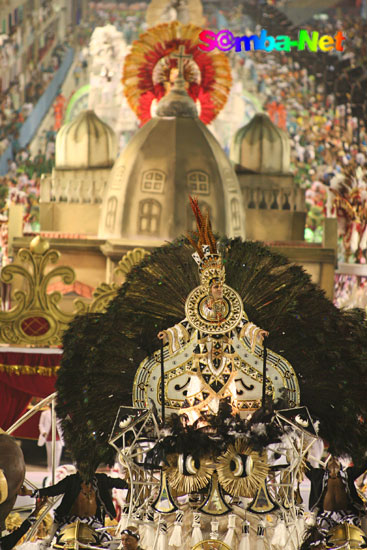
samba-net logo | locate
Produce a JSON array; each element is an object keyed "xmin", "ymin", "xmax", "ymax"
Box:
[{"xmin": 199, "ymin": 29, "xmax": 346, "ymax": 52}]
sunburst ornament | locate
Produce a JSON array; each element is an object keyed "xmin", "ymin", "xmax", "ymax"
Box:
[
  {"xmin": 166, "ymin": 454, "xmax": 212, "ymax": 495},
  {"xmin": 122, "ymin": 21, "xmax": 232, "ymax": 124},
  {"xmin": 217, "ymin": 439, "xmax": 269, "ymax": 497}
]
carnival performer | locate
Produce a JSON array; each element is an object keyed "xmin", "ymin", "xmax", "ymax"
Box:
[
  {"xmin": 305, "ymin": 456, "xmax": 367, "ymax": 530},
  {"xmin": 119, "ymin": 527, "xmax": 141, "ymax": 550},
  {"xmin": 23, "ymin": 471, "xmax": 128, "ymax": 542},
  {"xmin": 158, "ymin": 197, "xmax": 268, "ymax": 423},
  {"xmin": 37, "ymin": 406, "xmax": 64, "ymax": 472},
  {"xmin": 0, "ymin": 492, "xmax": 46, "ymax": 550}
]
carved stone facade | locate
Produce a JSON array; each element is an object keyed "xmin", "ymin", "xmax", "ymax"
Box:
[{"xmin": 98, "ymin": 79, "xmax": 245, "ymax": 246}]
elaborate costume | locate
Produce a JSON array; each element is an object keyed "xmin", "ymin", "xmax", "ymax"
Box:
[
  {"xmin": 158, "ymin": 198, "xmax": 296, "ymax": 422},
  {"xmin": 35, "ymin": 472, "xmax": 128, "ymax": 544},
  {"xmin": 0, "ymin": 511, "xmax": 37, "ymax": 550},
  {"xmin": 37, "ymin": 407, "xmax": 64, "ymax": 471},
  {"xmin": 306, "ymin": 458, "xmax": 367, "ymax": 529}
]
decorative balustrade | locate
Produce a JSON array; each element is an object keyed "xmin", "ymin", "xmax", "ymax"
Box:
[
  {"xmin": 40, "ymin": 170, "xmax": 110, "ymax": 204},
  {"xmin": 242, "ymin": 185, "xmax": 306, "ymax": 212}
]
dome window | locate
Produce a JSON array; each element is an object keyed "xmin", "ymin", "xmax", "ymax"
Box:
[
  {"xmin": 231, "ymin": 199, "xmax": 241, "ymax": 229},
  {"xmin": 187, "ymin": 175, "xmax": 210, "ymax": 195},
  {"xmin": 106, "ymin": 197, "xmax": 117, "ymax": 231},
  {"xmin": 186, "ymin": 201, "xmax": 213, "ymax": 231},
  {"xmin": 138, "ymin": 199, "xmax": 162, "ymax": 235},
  {"xmin": 141, "ymin": 170, "xmax": 166, "ymax": 193}
]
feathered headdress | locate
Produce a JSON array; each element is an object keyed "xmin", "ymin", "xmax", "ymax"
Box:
[
  {"xmin": 122, "ymin": 21, "xmax": 232, "ymax": 124},
  {"xmin": 187, "ymin": 197, "xmax": 226, "ymax": 291}
]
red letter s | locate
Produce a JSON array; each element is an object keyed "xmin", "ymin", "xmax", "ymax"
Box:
[{"xmin": 199, "ymin": 31, "xmax": 217, "ymax": 52}]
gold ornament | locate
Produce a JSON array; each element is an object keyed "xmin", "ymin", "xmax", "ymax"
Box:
[
  {"xmin": 247, "ymin": 479, "xmax": 278, "ymax": 514},
  {"xmin": 217, "ymin": 439, "xmax": 269, "ymax": 497},
  {"xmin": 0, "ymin": 244, "xmax": 146, "ymax": 348},
  {"xmin": 191, "ymin": 539, "xmax": 231, "ymax": 550},
  {"xmin": 185, "ymin": 285, "xmax": 247, "ymax": 334},
  {"xmin": 327, "ymin": 523, "xmax": 367, "ymax": 550},
  {"xmin": 198, "ymin": 472, "xmax": 231, "ymax": 516},
  {"xmin": 166, "ymin": 454, "xmax": 212, "ymax": 495},
  {"xmin": 152, "ymin": 471, "xmax": 177, "ymax": 514}
]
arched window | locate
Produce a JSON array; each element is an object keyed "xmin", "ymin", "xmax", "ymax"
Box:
[
  {"xmin": 187, "ymin": 175, "xmax": 210, "ymax": 195},
  {"xmin": 141, "ymin": 170, "xmax": 166, "ymax": 193},
  {"xmin": 186, "ymin": 201, "xmax": 213, "ymax": 231},
  {"xmin": 138, "ymin": 199, "xmax": 162, "ymax": 235},
  {"xmin": 106, "ymin": 197, "xmax": 117, "ymax": 231},
  {"xmin": 231, "ymin": 199, "xmax": 241, "ymax": 229}
]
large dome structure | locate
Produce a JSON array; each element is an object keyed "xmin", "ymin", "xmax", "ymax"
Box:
[
  {"xmin": 55, "ymin": 110, "xmax": 117, "ymax": 170},
  {"xmin": 99, "ymin": 76, "xmax": 245, "ymax": 246},
  {"xmin": 231, "ymin": 113, "xmax": 290, "ymax": 174}
]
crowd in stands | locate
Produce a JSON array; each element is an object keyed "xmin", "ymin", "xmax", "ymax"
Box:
[
  {"xmin": 0, "ymin": 2, "xmax": 367, "ymax": 270},
  {"xmin": 222, "ymin": 5, "xmax": 367, "ymax": 248}
]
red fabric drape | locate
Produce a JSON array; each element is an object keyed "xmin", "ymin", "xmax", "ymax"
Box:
[{"xmin": 0, "ymin": 351, "xmax": 61, "ymax": 430}]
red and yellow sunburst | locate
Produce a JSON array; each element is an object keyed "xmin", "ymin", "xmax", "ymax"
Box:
[{"xmin": 122, "ymin": 21, "xmax": 232, "ymax": 124}]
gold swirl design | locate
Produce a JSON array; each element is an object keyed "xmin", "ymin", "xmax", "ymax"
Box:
[
  {"xmin": 185, "ymin": 285, "xmax": 247, "ymax": 334},
  {"xmin": 166, "ymin": 454, "xmax": 212, "ymax": 496},
  {"xmin": 217, "ymin": 439, "xmax": 269, "ymax": 498}
]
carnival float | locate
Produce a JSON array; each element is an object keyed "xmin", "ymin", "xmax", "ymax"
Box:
[{"xmin": 26, "ymin": 200, "xmax": 366, "ymax": 550}]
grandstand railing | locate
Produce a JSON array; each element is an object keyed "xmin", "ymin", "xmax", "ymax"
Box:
[{"xmin": 0, "ymin": 48, "xmax": 75, "ymax": 176}]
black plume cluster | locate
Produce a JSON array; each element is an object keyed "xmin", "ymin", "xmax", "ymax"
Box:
[{"xmin": 57, "ymin": 239, "xmax": 367, "ymax": 478}]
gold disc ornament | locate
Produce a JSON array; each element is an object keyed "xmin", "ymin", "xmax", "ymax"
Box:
[
  {"xmin": 191, "ymin": 539, "xmax": 231, "ymax": 550},
  {"xmin": 165, "ymin": 454, "xmax": 212, "ymax": 495},
  {"xmin": 185, "ymin": 285, "xmax": 244, "ymax": 334},
  {"xmin": 217, "ymin": 439, "xmax": 269, "ymax": 497}
]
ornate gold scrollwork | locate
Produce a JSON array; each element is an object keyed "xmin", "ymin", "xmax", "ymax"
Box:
[{"xmin": 0, "ymin": 236, "xmax": 148, "ymax": 347}]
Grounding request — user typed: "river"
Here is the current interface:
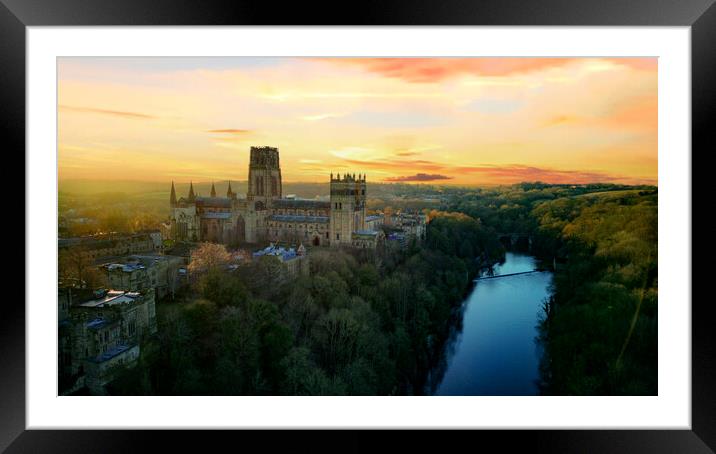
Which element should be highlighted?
[427,252,552,396]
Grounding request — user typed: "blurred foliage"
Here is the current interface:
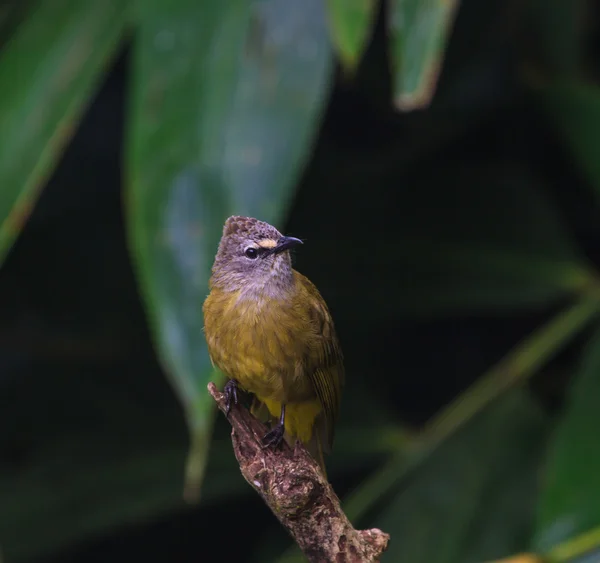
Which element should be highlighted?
[0,0,600,563]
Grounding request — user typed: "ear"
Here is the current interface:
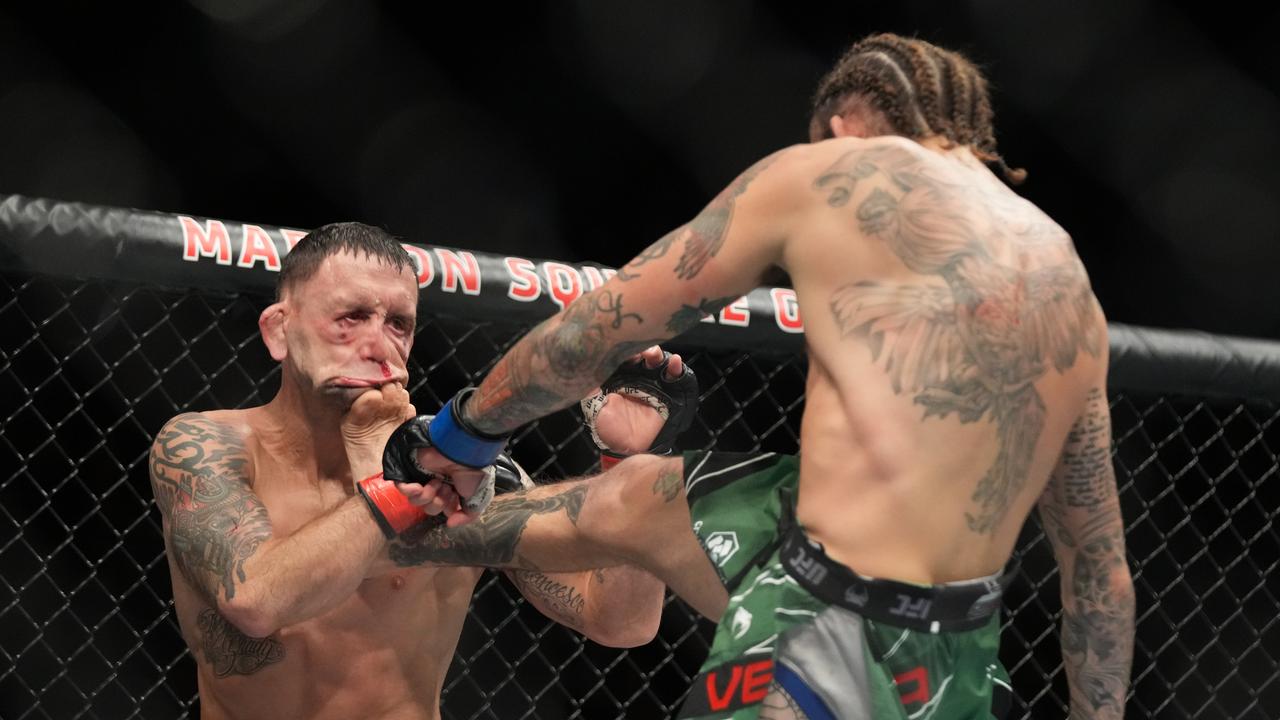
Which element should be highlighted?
[257,302,289,363]
[831,113,870,137]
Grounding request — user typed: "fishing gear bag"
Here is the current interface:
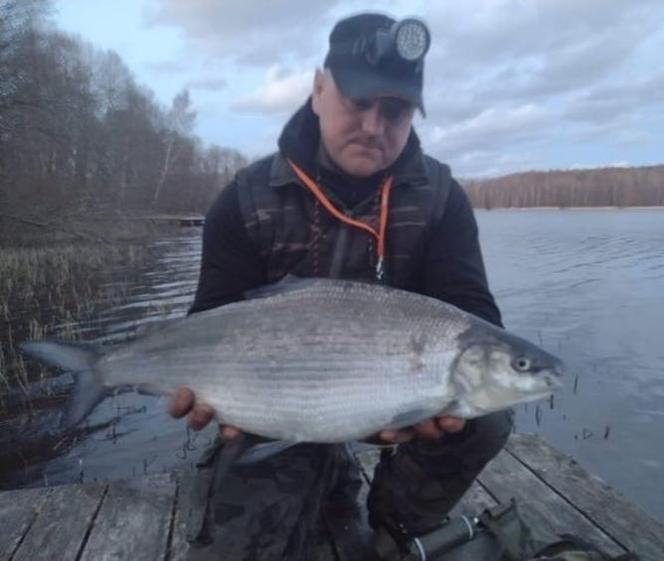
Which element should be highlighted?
[373,501,638,561]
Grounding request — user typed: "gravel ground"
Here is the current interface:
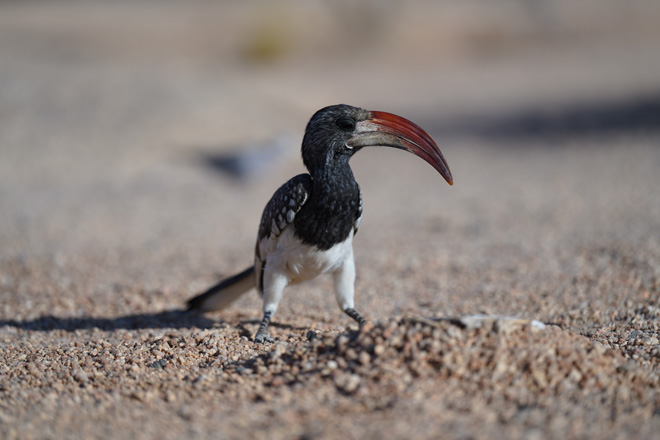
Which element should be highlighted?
[0,2,660,439]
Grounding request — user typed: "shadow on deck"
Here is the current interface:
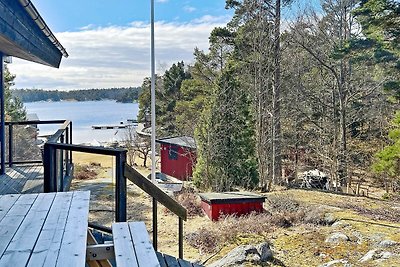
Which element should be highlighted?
[0,164,43,195]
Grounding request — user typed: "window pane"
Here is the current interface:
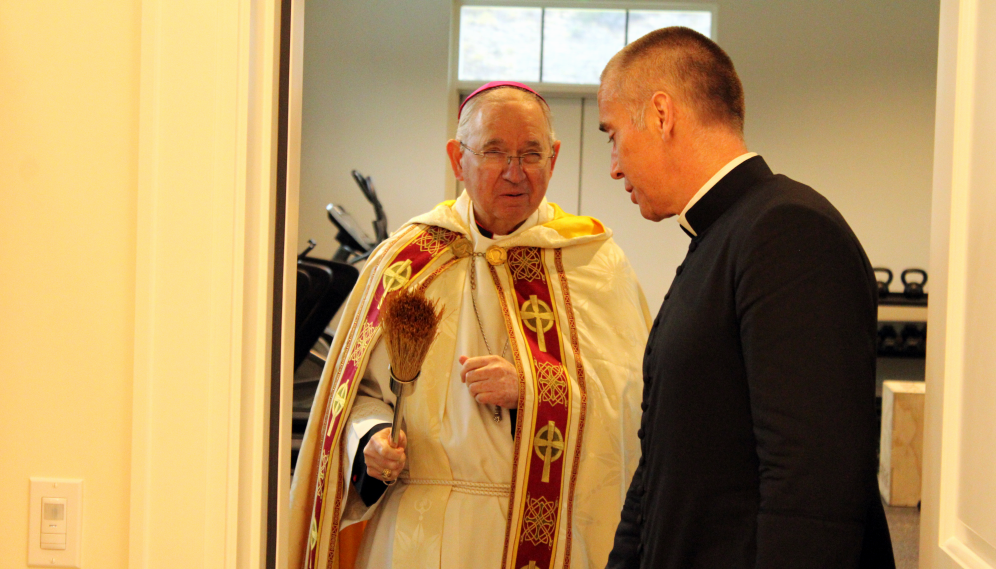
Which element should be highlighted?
[543,8,626,84]
[458,6,543,81]
[628,10,712,42]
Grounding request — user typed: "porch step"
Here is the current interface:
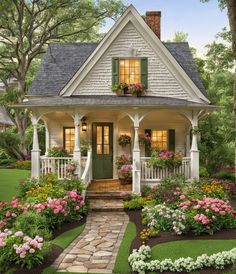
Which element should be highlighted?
[90,199,124,212]
[86,191,132,200]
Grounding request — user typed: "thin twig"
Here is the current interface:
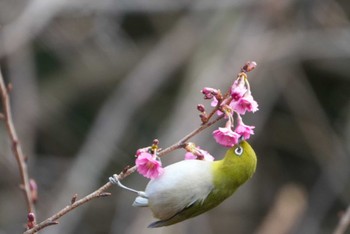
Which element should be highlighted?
[24,182,112,234]
[0,70,35,213]
[333,206,350,234]
[24,94,223,234]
++++++++
Short task - Pick out every line in the records above that contains the word "typed", and copy each one. Only matches with the same uppercase and lowercase letters count.

Exercise response -
Grounding request — user typed: "river"
Grounding request — user typed: "blurred foliage"
Grounding request — user typed: "ear"
Grounding request — user typed: "fishing gear bag"
Grounding request — user typed: "gravel ground"
Grounding request — user typed: "shadow on deck"
Grounding request — user typed: "window pane"
Grounding request — user typed: "porch step"
Grounding request — user typed: "thin twig"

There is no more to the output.